指示内容
1 - 正規表現の解説のうち「captureCtr += 1」から「Capture 0: This is the first sentence.」までを、「captureCtr」の名前を「captureIndex」に変えて書き出すこと。
2 - 正規表現の解説の続きを、最後に示された部分のすぐ後から書いてください。

ページ抜粋

最後に、(?n:) インライングループ要素を使用して、グループごとに自動的なキャプチャを抑制することもできます。次の例では、前のパターンを変更して、外部グループ ((?>\w+),?\s?) で名前のないキャプチャを抑制しています。この処理では、内部グループでの名前のないキャプチャも抑制されることに注意してください。

Imports System.Text.RegularExpressions

Module Example
   Public Sub Main()
      Dim input As String = "This is the first sentence. Is it the beginning " + _
                            "of a literary masterpiece? I think not. Instead, " + _
                            "it is a nonsensical paragraph."
      Dim pattern As String = "\b\(?(?n:(?>\w+),?\s?)+[\.!?]\)?"

      For Each match As Match In Regex.Matches(input, pattern)
         Console.WriteLine("The match: {0}", match.Value)
         Dim groupCtr As Integer = 0
         For Each group As Group In match.Groups
            Console.WriteLine("   Group {0}: {1}", groupCtr, group.Value)
            groupCtr += 1
            Dim captureCtr As Integer = 0
            For Each capture As Capture In group.Captures
               Console.WriteLine("      Capture {0}: {1}", captureCtr, capture.Value)
               captureCtr += 1
            Next
         Next
      Next
   End Sub
End Module
' The example displays the following output:
'       The match: This is the first sentence.
'          Group 0: This is the first sentence.
'             Capture 0: This is the first sentence.
'       The match: Is it the beginning of a literary masterpiece?

データセットの記録

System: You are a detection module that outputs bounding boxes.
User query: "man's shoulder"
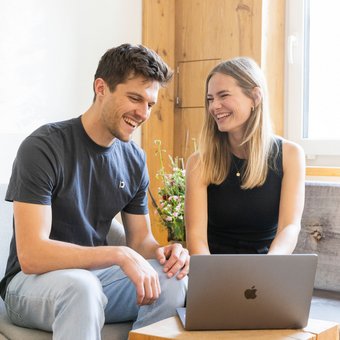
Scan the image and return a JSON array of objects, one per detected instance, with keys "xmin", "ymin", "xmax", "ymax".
[{"xmin": 29, "ymin": 118, "xmax": 79, "ymax": 138}]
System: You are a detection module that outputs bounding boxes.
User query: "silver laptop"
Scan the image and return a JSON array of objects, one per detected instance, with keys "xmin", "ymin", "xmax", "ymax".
[{"xmin": 177, "ymin": 254, "xmax": 317, "ymax": 330}]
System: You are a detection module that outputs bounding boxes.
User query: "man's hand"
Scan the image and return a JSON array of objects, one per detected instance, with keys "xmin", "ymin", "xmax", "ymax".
[
  {"xmin": 119, "ymin": 247, "xmax": 161, "ymax": 305},
  {"xmin": 156, "ymin": 243, "xmax": 190, "ymax": 280}
]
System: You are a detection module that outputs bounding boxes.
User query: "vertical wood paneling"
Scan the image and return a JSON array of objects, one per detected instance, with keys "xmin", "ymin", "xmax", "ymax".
[
  {"xmin": 142, "ymin": 0, "xmax": 175, "ymax": 244},
  {"xmin": 261, "ymin": 0, "xmax": 285, "ymax": 136}
]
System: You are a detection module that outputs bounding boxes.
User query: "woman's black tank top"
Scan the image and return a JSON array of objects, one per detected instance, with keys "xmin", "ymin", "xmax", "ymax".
[{"xmin": 208, "ymin": 139, "xmax": 283, "ymax": 254}]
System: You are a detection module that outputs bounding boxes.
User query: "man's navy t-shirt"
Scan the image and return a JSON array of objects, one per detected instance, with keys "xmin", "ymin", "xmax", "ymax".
[{"xmin": 0, "ymin": 117, "xmax": 149, "ymax": 298}]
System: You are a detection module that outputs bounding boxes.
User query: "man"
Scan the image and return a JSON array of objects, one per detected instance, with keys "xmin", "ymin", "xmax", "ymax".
[{"xmin": 1, "ymin": 44, "xmax": 189, "ymax": 340}]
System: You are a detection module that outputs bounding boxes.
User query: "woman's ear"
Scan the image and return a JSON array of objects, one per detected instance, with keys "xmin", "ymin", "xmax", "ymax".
[{"xmin": 253, "ymin": 86, "xmax": 262, "ymax": 107}]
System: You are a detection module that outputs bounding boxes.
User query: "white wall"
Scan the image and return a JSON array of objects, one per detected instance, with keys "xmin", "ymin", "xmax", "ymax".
[{"xmin": 0, "ymin": 0, "xmax": 142, "ymax": 183}]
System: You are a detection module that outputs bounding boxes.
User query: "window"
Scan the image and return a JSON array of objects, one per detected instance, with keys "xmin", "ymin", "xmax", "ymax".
[{"xmin": 285, "ymin": 0, "xmax": 340, "ymax": 166}]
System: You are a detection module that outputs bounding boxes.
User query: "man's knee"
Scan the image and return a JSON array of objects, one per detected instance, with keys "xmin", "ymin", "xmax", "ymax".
[
  {"xmin": 149, "ymin": 260, "xmax": 188, "ymax": 307},
  {"xmin": 53, "ymin": 269, "xmax": 107, "ymax": 309}
]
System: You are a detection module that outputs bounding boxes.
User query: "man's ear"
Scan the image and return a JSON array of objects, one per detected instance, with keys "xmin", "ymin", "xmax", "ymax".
[
  {"xmin": 94, "ymin": 78, "xmax": 106, "ymax": 96},
  {"xmin": 253, "ymin": 86, "xmax": 262, "ymax": 107}
]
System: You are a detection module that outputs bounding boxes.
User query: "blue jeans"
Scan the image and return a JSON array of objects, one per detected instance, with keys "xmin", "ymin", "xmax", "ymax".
[{"xmin": 5, "ymin": 260, "xmax": 187, "ymax": 340}]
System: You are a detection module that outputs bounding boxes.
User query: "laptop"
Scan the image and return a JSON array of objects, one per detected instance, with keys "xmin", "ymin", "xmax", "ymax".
[{"xmin": 177, "ymin": 254, "xmax": 317, "ymax": 330}]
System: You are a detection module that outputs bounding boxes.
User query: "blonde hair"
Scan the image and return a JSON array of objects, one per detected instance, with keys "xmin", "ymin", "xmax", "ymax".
[{"xmin": 198, "ymin": 57, "xmax": 275, "ymax": 189}]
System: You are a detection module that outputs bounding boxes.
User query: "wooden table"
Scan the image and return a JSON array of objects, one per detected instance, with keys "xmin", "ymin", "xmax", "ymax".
[{"xmin": 129, "ymin": 316, "xmax": 339, "ymax": 340}]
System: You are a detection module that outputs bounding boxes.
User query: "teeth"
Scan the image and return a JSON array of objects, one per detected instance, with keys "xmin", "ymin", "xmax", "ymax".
[
  {"xmin": 216, "ymin": 113, "xmax": 231, "ymax": 119},
  {"xmin": 124, "ymin": 117, "xmax": 138, "ymax": 128}
]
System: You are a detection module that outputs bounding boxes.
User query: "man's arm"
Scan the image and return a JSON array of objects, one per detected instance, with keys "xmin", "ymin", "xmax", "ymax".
[
  {"xmin": 13, "ymin": 201, "xmax": 160, "ymax": 305},
  {"xmin": 13, "ymin": 201, "xmax": 123, "ymax": 274}
]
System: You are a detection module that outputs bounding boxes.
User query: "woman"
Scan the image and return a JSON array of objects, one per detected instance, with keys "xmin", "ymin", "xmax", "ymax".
[{"xmin": 185, "ymin": 57, "xmax": 305, "ymax": 254}]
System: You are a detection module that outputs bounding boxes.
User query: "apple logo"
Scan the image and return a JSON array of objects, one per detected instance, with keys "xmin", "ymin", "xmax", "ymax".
[{"xmin": 244, "ymin": 286, "xmax": 257, "ymax": 300}]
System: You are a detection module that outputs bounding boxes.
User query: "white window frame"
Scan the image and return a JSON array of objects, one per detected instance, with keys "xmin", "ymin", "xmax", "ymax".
[{"xmin": 285, "ymin": 0, "xmax": 340, "ymax": 166}]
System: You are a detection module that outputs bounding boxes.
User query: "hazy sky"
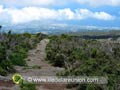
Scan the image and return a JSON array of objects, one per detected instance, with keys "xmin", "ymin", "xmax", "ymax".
[{"xmin": 0, "ymin": 0, "xmax": 120, "ymax": 27}]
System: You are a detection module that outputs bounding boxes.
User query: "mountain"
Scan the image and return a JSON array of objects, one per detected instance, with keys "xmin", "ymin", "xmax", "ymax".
[{"xmin": 2, "ymin": 22, "xmax": 120, "ymax": 34}]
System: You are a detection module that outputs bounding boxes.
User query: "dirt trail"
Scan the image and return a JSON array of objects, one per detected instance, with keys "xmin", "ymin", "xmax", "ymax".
[{"xmin": 0, "ymin": 39, "xmax": 66, "ymax": 90}]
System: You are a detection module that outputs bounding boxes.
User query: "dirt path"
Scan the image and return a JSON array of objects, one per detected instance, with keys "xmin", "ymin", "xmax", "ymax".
[{"xmin": 0, "ymin": 39, "xmax": 66, "ymax": 90}]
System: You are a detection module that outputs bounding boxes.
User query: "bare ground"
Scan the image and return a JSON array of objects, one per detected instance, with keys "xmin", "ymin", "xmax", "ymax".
[{"xmin": 0, "ymin": 39, "xmax": 71, "ymax": 90}]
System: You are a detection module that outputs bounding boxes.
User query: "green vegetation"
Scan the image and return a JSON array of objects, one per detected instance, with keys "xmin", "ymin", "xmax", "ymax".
[
  {"xmin": 46, "ymin": 35, "xmax": 120, "ymax": 90},
  {"xmin": 20, "ymin": 83, "xmax": 37, "ymax": 90},
  {"xmin": 0, "ymin": 31, "xmax": 46, "ymax": 76}
]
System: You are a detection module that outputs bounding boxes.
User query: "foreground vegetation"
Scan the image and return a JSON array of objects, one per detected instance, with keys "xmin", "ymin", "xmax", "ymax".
[
  {"xmin": 46, "ymin": 35, "xmax": 120, "ymax": 90},
  {"xmin": 0, "ymin": 31, "xmax": 45, "ymax": 76}
]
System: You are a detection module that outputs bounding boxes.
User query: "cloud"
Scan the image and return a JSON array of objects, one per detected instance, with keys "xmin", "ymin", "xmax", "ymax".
[
  {"xmin": 74, "ymin": 0, "xmax": 120, "ymax": 6},
  {"xmin": 0, "ymin": 0, "xmax": 66, "ymax": 7},
  {"xmin": 0, "ymin": 6, "xmax": 115, "ymax": 24}
]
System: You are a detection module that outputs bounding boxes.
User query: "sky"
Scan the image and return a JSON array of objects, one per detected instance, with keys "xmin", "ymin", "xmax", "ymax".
[{"xmin": 0, "ymin": 0, "xmax": 120, "ymax": 27}]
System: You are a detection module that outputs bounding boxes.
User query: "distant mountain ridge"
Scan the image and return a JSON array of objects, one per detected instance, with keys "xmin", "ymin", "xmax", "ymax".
[{"xmin": 2, "ymin": 22, "xmax": 120, "ymax": 34}]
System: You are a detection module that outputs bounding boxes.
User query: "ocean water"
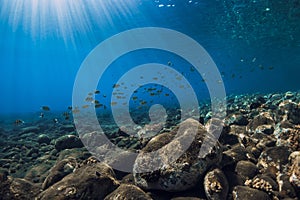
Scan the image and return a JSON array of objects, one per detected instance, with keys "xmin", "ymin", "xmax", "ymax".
[
  {"xmin": 0, "ymin": 0, "xmax": 300, "ymax": 200},
  {"xmin": 0, "ymin": 0, "xmax": 300, "ymax": 114}
]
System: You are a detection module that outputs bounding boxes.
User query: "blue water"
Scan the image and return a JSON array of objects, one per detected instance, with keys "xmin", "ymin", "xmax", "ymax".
[{"xmin": 0, "ymin": 0, "xmax": 300, "ymax": 114}]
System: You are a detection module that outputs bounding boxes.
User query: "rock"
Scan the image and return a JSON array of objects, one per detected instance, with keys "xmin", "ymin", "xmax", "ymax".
[
  {"xmin": 289, "ymin": 151, "xmax": 300, "ymax": 190},
  {"xmin": 55, "ymin": 135, "xmax": 83, "ymax": 151},
  {"xmin": 22, "ymin": 155, "xmax": 54, "ymax": 183},
  {"xmin": 245, "ymin": 174, "xmax": 278, "ymax": 193},
  {"xmin": 134, "ymin": 119, "xmax": 221, "ymax": 191},
  {"xmin": 277, "ymin": 173, "xmax": 296, "ymax": 198},
  {"xmin": 235, "ymin": 160, "xmax": 258, "ymax": 181},
  {"xmin": 279, "ymin": 100, "xmax": 300, "ymax": 124},
  {"xmin": 274, "ymin": 126, "xmax": 300, "ymax": 151},
  {"xmin": 246, "ymin": 112, "xmax": 275, "ymax": 133},
  {"xmin": 37, "ymin": 158, "xmax": 119, "ymax": 200},
  {"xmin": 225, "ymin": 113, "xmax": 248, "ymax": 126},
  {"xmin": 232, "ymin": 186, "xmax": 271, "ymax": 200},
  {"xmin": 258, "ymin": 146, "xmax": 290, "ymax": 169},
  {"xmin": 21, "ymin": 126, "xmax": 40, "ymax": 134},
  {"xmin": 255, "ymin": 124, "xmax": 274, "ymax": 135},
  {"xmin": 204, "ymin": 169, "xmax": 229, "ymax": 200},
  {"xmin": 42, "ymin": 157, "xmax": 77, "ymax": 190},
  {"xmin": 60, "ymin": 125, "xmax": 75, "ymax": 132},
  {"xmin": 0, "ymin": 177, "xmax": 40, "ymax": 200},
  {"xmin": 37, "ymin": 134, "xmax": 51, "ymax": 144},
  {"xmin": 250, "ymin": 96, "xmax": 266, "ymax": 110},
  {"xmin": 104, "ymin": 184, "xmax": 152, "ymax": 200},
  {"xmin": 221, "ymin": 144, "xmax": 249, "ymax": 166}
]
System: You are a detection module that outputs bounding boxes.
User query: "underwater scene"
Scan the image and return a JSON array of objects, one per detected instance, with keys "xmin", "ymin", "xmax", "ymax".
[{"xmin": 0, "ymin": 0, "xmax": 300, "ymax": 200}]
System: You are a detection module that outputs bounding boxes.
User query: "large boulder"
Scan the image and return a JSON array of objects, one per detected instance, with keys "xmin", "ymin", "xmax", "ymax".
[
  {"xmin": 134, "ymin": 119, "xmax": 221, "ymax": 191},
  {"xmin": 104, "ymin": 184, "xmax": 152, "ymax": 200},
  {"xmin": 38, "ymin": 158, "xmax": 119, "ymax": 200}
]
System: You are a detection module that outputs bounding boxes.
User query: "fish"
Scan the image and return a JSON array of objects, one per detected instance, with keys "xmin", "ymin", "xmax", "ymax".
[
  {"xmin": 82, "ymin": 105, "xmax": 90, "ymax": 108},
  {"xmin": 85, "ymin": 97, "xmax": 94, "ymax": 102},
  {"xmin": 140, "ymin": 101, "xmax": 147, "ymax": 105},
  {"xmin": 14, "ymin": 119, "xmax": 25, "ymax": 126},
  {"xmin": 95, "ymin": 103, "xmax": 103, "ymax": 108},
  {"xmin": 72, "ymin": 108, "xmax": 80, "ymax": 114},
  {"xmin": 41, "ymin": 106, "xmax": 50, "ymax": 111},
  {"xmin": 113, "ymin": 84, "xmax": 120, "ymax": 88},
  {"xmin": 92, "ymin": 100, "xmax": 100, "ymax": 104},
  {"xmin": 63, "ymin": 112, "xmax": 70, "ymax": 117}
]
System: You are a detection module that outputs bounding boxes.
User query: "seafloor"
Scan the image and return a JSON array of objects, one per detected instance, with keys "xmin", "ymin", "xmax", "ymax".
[{"xmin": 0, "ymin": 92, "xmax": 300, "ymax": 200}]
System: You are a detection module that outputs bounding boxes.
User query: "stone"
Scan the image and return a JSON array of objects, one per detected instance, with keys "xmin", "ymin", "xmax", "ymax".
[
  {"xmin": 0, "ymin": 177, "xmax": 40, "ymax": 200},
  {"xmin": 289, "ymin": 151, "xmax": 300, "ymax": 190},
  {"xmin": 104, "ymin": 184, "xmax": 152, "ymax": 200},
  {"xmin": 258, "ymin": 146, "xmax": 290, "ymax": 169},
  {"xmin": 225, "ymin": 113, "xmax": 248, "ymax": 126},
  {"xmin": 246, "ymin": 112, "xmax": 275, "ymax": 132},
  {"xmin": 134, "ymin": 119, "xmax": 221, "ymax": 191},
  {"xmin": 42, "ymin": 157, "xmax": 77, "ymax": 190},
  {"xmin": 21, "ymin": 126, "xmax": 40, "ymax": 134},
  {"xmin": 245, "ymin": 174, "xmax": 278, "ymax": 193},
  {"xmin": 274, "ymin": 126, "xmax": 300, "ymax": 151},
  {"xmin": 203, "ymin": 169, "xmax": 229, "ymax": 200},
  {"xmin": 37, "ymin": 134, "xmax": 51, "ymax": 144},
  {"xmin": 55, "ymin": 135, "xmax": 83, "ymax": 151},
  {"xmin": 221, "ymin": 144, "xmax": 248, "ymax": 166},
  {"xmin": 235, "ymin": 160, "xmax": 258, "ymax": 180},
  {"xmin": 60, "ymin": 124, "xmax": 75, "ymax": 132},
  {"xmin": 279, "ymin": 100, "xmax": 300, "ymax": 124},
  {"xmin": 255, "ymin": 124, "xmax": 274, "ymax": 135},
  {"xmin": 232, "ymin": 186, "xmax": 271, "ymax": 200},
  {"xmin": 37, "ymin": 158, "xmax": 119, "ymax": 200}
]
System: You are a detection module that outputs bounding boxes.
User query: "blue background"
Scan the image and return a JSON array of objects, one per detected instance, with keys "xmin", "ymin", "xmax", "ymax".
[{"xmin": 0, "ymin": 0, "xmax": 300, "ymax": 114}]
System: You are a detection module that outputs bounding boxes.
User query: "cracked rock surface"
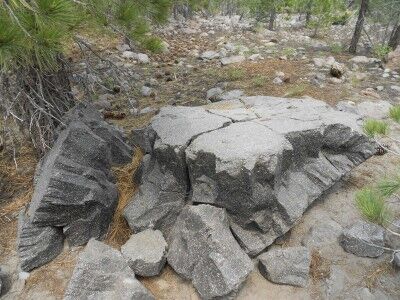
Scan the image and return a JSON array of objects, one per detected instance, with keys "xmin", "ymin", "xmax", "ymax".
[
  {"xmin": 125, "ymin": 96, "xmax": 374, "ymax": 256},
  {"xmin": 18, "ymin": 103, "xmax": 132, "ymax": 270},
  {"xmin": 64, "ymin": 239, "xmax": 154, "ymax": 300},
  {"xmin": 167, "ymin": 204, "xmax": 253, "ymax": 299}
]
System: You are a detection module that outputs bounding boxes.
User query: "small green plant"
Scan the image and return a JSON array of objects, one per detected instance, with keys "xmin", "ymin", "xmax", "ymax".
[
  {"xmin": 285, "ymin": 83, "xmax": 307, "ymax": 98},
  {"xmin": 389, "ymin": 105, "xmax": 400, "ymax": 123},
  {"xmin": 356, "ymin": 187, "xmax": 388, "ymax": 224},
  {"xmin": 363, "ymin": 119, "xmax": 389, "ymax": 137},
  {"xmin": 252, "ymin": 75, "xmax": 268, "ymax": 87},
  {"xmin": 226, "ymin": 68, "xmax": 245, "ymax": 81},
  {"xmin": 373, "ymin": 45, "xmax": 392, "ymax": 60}
]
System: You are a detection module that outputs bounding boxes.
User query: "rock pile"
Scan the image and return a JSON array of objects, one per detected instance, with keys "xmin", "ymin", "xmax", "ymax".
[
  {"xmin": 18, "ymin": 103, "xmax": 132, "ymax": 271},
  {"xmin": 124, "ymin": 96, "xmax": 374, "ymax": 299}
]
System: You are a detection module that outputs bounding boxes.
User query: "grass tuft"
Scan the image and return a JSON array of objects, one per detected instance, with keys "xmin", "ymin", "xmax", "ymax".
[
  {"xmin": 363, "ymin": 119, "xmax": 389, "ymax": 137},
  {"xmin": 389, "ymin": 105, "xmax": 400, "ymax": 123},
  {"xmin": 356, "ymin": 188, "xmax": 388, "ymax": 224}
]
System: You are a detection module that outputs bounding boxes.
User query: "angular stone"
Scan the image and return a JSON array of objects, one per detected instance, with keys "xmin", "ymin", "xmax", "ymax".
[
  {"xmin": 167, "ymin": 205, "xmax": 253, "ymax": 299},
  {"xmin": 17, "ymin": 211, "xmax": 64, "ymax": 272},
  {"xmin": 64, "ymin": 239, "xmax": 155, "ymax": 300},
  {"xmin": 130, "ymin": 96, "xmax": 375, "ymax": 256},
  {"xmin": 339, "ymin": 221, "xmax": 385, "ymax": 257},
  {"xmin": 258, "ymin": 247, "xmax": 311, "ymax": 287},
  {"xmin": 61, "ymin": 102, "xmax": 133, "ymax": 165},
  {"xmin": 124, "ymin": 107, "xmax": 231, "ymax": 236},
  {"xmin": 121, "ymin": 229, "xmax": 167, "ymax": 276},
  {"xmin": 221, "ymin": 55, "xmax": 246, "ymax": 66},
  {"xmin": 28, "ymin": 117, "xmax": 118, "ymax": 245}
]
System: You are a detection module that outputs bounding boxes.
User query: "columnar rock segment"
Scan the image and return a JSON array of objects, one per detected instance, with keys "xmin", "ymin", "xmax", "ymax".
[
  {"xmin": 64, "ymin": 239, "xmax": 155, "ymax": 300},
  {"xmin": 18, "ymin": 103, "xmax": 133, "ymax": 269},
  {"xmin": 124, "ymin": 107, "xmax": 231, "ymax": 236},
  {"xmin": 125, "ymin": 96, "xmax": 374, "ymax": 256},
  {"xmin": 167, "ymin": 205, "xmax": 254, "ymax": 299}
]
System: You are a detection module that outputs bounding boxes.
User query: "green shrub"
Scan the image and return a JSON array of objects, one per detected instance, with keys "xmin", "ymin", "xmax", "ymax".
[
  {"xmin": 356, "ymin": 188, "xmax": 388, "ymax": 224},
  {"xmin": 364, "ymin": 119, "xmax": 389, "ymax": 137}
]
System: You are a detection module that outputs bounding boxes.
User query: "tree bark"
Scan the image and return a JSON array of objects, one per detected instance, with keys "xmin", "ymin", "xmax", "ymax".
[
  {"xmin": 388, "ymin": 25, "xmax": 400, "ymax": 50},
  {"xmin": 268, "ymin": 8, "xmax": 276, "ymax": 31},
  {"xmin": 349, "ymin": 0, "xmax": 368, "ymax": 53}
]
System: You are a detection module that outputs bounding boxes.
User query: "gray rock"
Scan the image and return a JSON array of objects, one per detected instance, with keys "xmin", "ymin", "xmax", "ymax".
[
  {"xmin": 130, "ymin": 96, "xmax": 375, "ymax": 256},
  {"xmin": 200, "ymin": 51, "xmax": 219, "ymax": 60},
  {"xmin": 221, "ymin": 55, "xmax": 246, "ymax": 66},
  {"xmin": 339, "ymin": 221, "xmax": 385, "ymax": 257},
  {"xmin": 258, "ymin": 247, "xmax": 311, "ymax": 287},
  {"xmin": 28, "ymin": 104, "xmax": 132, "ymax": 245},
  {"xmin": 207, "ymin": 87, "xmax": 224, "ymax": 102},
  {"xmin": 121, "ymin": 229, "xmax": 167, "ymax": 276},
  {"xmin": 64, "ymin": 239, "xmax": 154, "ymax": 300},
  {"xmin": 124, "ymin": 107, "xmax": 231, "ymax": 236},
  {"xmin": 385, "ymin": 219, "xmax": 400, "ymax": 250},
  {"xmin": 140, "ymin": 85, "xmax": 154, "ymax": 97},
  {"xmin": 17, "ymin": 211, "xmax": 64, "ymax": 272},
  {"xmin": 167, "ymin": 205, "xmax": 253, "ymax": 299}
]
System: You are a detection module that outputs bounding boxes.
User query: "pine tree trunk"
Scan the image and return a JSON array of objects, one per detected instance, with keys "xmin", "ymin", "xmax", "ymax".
[
  {"xmin": 388, "ymin": 25, "xmax": 400, "ymax": 50},
  {"xmin": 349, "ymin": 0, "xmax": 368, "ymax": 53}
]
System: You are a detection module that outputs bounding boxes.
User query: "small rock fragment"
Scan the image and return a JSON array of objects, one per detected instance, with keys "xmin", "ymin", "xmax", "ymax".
[
  {"xmin": 64, "ymin": 239, "xmax": 154, "ymax": 300},
  {"xmin": 339, "ymin": 221, "xmax": 385, "ymax": 257}
]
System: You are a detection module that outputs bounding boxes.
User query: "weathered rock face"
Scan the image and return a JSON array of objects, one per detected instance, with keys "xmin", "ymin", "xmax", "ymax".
[
  {"xmin": 339, "ymin": 221, "xmax": 385, "ymax": 257},
  {"xmin": 258, "ymin": 247, "xmax": 311, "ymax": 287},
  {"xmin": 167, "ymin": 205, "xmax": 253, "ymax": 299},
  {"xmin": 64, "ymin": 239, "xmax": 154, "ymax": 300},
  {"xmin": 125, "ymin": 97, "xmax": 374, "ymax": 256},
  {"xmin": 18, "ymin": 211, "xmax": 64, "ymax": 272},
  {"xmin": 121, "ymin": 229, "xmax": 167, "ymax": 276},
  {"xmin": 19, "ymin": 103, "xmax": 132, "ymax": 269}
]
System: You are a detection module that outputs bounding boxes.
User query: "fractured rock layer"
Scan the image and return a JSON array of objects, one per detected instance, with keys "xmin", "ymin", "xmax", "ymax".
[
  {"xmin": 64, "ymin": 239, "xmax": 154, "ymax": 300},
  {"xmin": 125, "ymin": 96, "xmax": 374, "ymax": 256},
  {"xmin": 167, "ymin": 205, "xmax": 253, "ymax": 299}
]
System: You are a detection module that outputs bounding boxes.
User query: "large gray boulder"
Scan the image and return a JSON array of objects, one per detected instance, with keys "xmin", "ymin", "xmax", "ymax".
[
  {"xmin": 64, "ymin": 239, "xmax": 154, "ymax": 300},
  {"xmin": 121, "ymin": 229, "xmax": 167, "ymax": 276},
  {"xmin": 17, "ymin": 211, "xmax": 64, "ymax": 272},
  {"xmin": 124, "ymin": 107, "xmax": 231, "ymax": 236},
  {"xmin": 258, "ymin": 247, "xmax": 311, "ymax": 287},
  {"xmin": 167, "ymin": 205, "xmax": 253, "ymax": 299},
  {"xmin": 339, "ymin": 220, "xmax": 385, "ymax": 257},
  {"xmin": 125, "ymin": 96, "xmax": 375, "ymax": 256}
]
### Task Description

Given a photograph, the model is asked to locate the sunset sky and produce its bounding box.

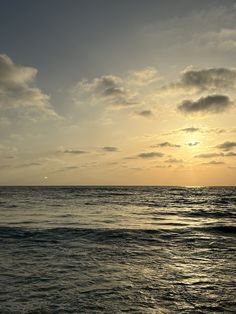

各指示の解答
1 -
captureIndex += 1
            Next
         Next
      Next
   End Sub
End Module
' The example displays the following output:
'       The match: This is the first sentence.
'          Group 0: This is the first sentence.
'             Capture 0: This is the first sentence.

2 -
'          Group 0: Is it the beginning of a literary masterpiece?
'             Capture 0: Is it the beginning of a literary masterpiece?
'       The match: I think not.
'          Group 0: I think not.
'             Capture 0: I think not.
'       The match: Instead, it is a nonsensical paragraph.
'          Group 0: Instead, it is a nonsensical paragraph.
'             Capture 0: Instead, it is a nonsensical paragraph.

using System;
using System.Text.RegularExpressions;

public class Example
{
   public static void Main()
   {
      string input = "This is the first sentence. Is it the beginning " + 
                     "of a literary masterpiece? I think not. Instead, " + 
                     "it is a nonsensical paragraph.";
      string pattern = @"\b\(?(?n:(?>\w+),?\s?)+[\.!?]\)?";

      foreach (Match match in Regex.Matches(input, pattern))
      {
         Console.WriteLine("The match: {0}", match.Value);
         int groupCtr = 0;
         foreach (Group group in match.Groups)
         {
            Console.WriteLine("   Group {0}: {1}", groupCtr, group.Value);
            groupCtr++;
            int captureCtr = 0;
            foreach (Capture capture in group.Captures)
            {
               Console.WriteLine("      Capture {0}: {1}", captureCtr, capture.Value);
               captureCtr++;
            }
         }
      }
   }
}
// The example displays the following output:
//       The match: This is the first sentence.
//          Group 0: This is the first sentence.
//             Capture 0: This is the first sentence.
//       The match: Is it the beginning of a literary masterpiece?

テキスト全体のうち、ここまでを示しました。